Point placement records
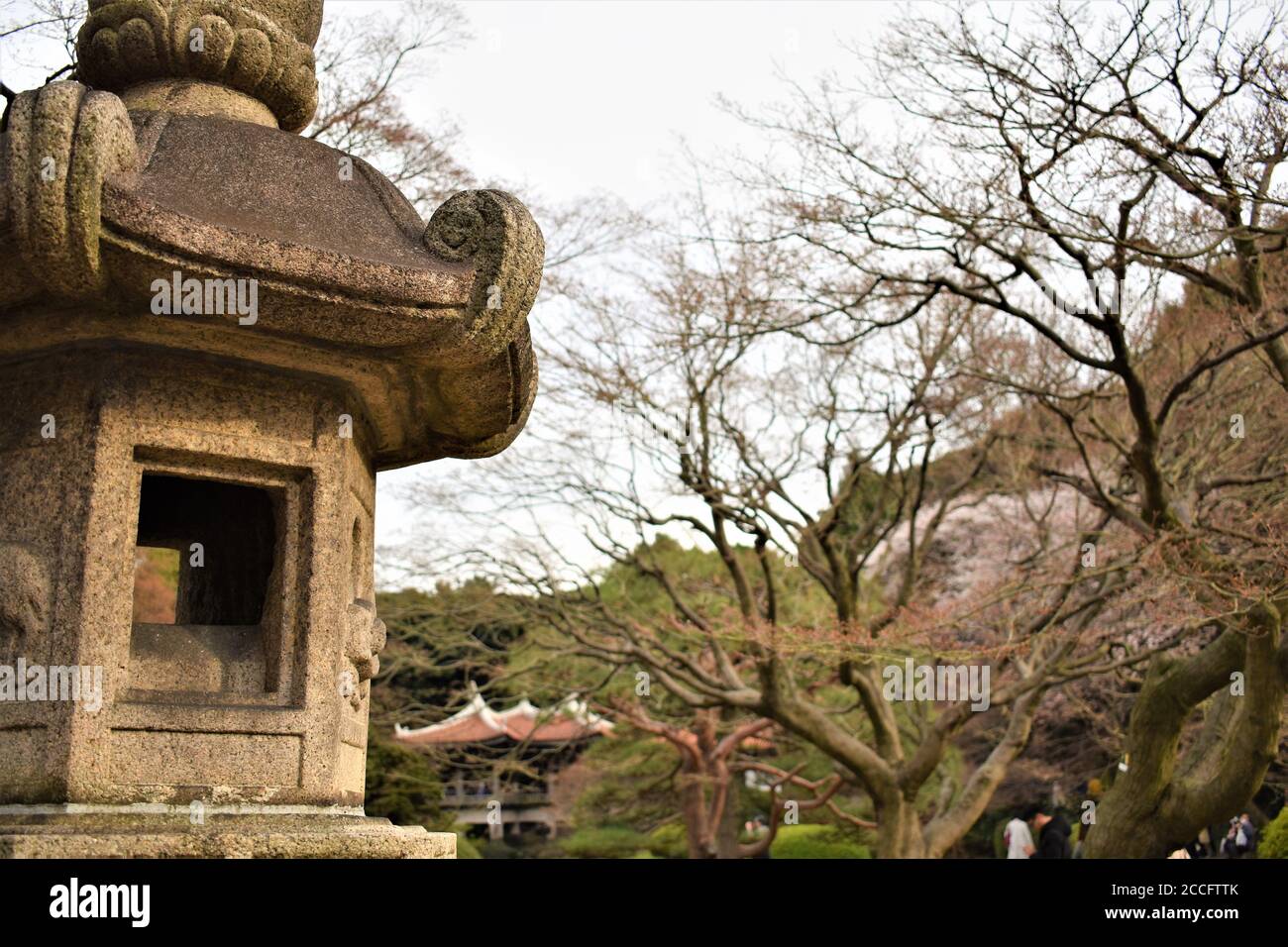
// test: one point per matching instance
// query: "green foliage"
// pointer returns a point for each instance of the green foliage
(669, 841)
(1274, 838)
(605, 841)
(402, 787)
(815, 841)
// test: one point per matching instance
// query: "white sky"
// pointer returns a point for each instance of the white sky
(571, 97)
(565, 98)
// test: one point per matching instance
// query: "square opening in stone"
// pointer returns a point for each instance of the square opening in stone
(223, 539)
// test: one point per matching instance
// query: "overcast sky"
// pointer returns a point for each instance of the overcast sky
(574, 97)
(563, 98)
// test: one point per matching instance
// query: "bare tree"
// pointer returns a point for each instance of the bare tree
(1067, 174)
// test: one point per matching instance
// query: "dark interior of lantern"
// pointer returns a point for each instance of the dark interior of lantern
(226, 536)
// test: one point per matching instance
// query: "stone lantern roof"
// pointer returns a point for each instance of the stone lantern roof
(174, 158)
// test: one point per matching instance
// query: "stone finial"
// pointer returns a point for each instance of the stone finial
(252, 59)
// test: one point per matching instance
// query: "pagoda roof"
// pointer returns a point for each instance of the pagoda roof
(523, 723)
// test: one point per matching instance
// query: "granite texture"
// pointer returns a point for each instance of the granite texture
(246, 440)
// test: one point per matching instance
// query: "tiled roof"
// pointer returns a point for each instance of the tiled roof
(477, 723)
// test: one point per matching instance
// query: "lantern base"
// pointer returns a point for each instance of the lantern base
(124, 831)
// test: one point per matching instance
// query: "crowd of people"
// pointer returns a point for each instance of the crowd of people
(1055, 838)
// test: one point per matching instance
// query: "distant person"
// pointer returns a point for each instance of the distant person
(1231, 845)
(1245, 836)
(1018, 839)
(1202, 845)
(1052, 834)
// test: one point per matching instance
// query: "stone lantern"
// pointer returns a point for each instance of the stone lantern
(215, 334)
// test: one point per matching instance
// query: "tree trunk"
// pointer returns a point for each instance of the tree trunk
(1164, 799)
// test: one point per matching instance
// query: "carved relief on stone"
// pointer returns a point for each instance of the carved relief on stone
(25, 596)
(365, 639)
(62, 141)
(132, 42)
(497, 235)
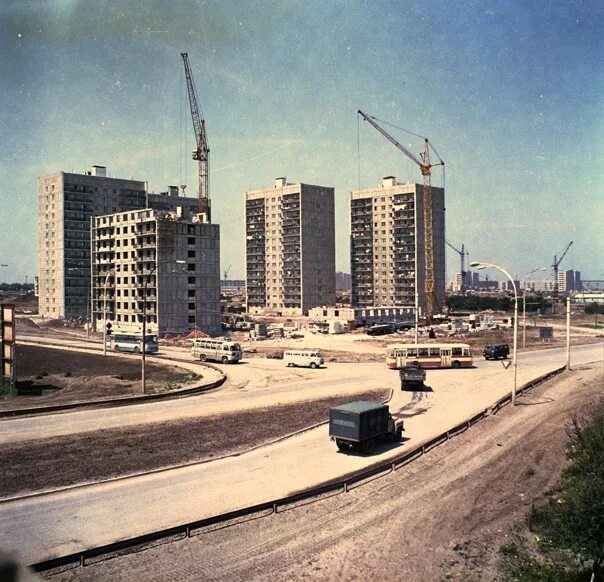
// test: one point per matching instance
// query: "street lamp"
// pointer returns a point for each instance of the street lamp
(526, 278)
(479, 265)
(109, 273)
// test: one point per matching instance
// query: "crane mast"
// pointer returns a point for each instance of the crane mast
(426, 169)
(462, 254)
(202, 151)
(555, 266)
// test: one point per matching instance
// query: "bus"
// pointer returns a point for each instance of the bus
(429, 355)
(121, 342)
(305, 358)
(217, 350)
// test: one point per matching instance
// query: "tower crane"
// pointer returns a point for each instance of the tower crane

Task objective:
Gather every line in the rows above that contains the word "texture".

Solution for this task:
// query: "granite texture"
// pointer returns a point for each instance of the granite texture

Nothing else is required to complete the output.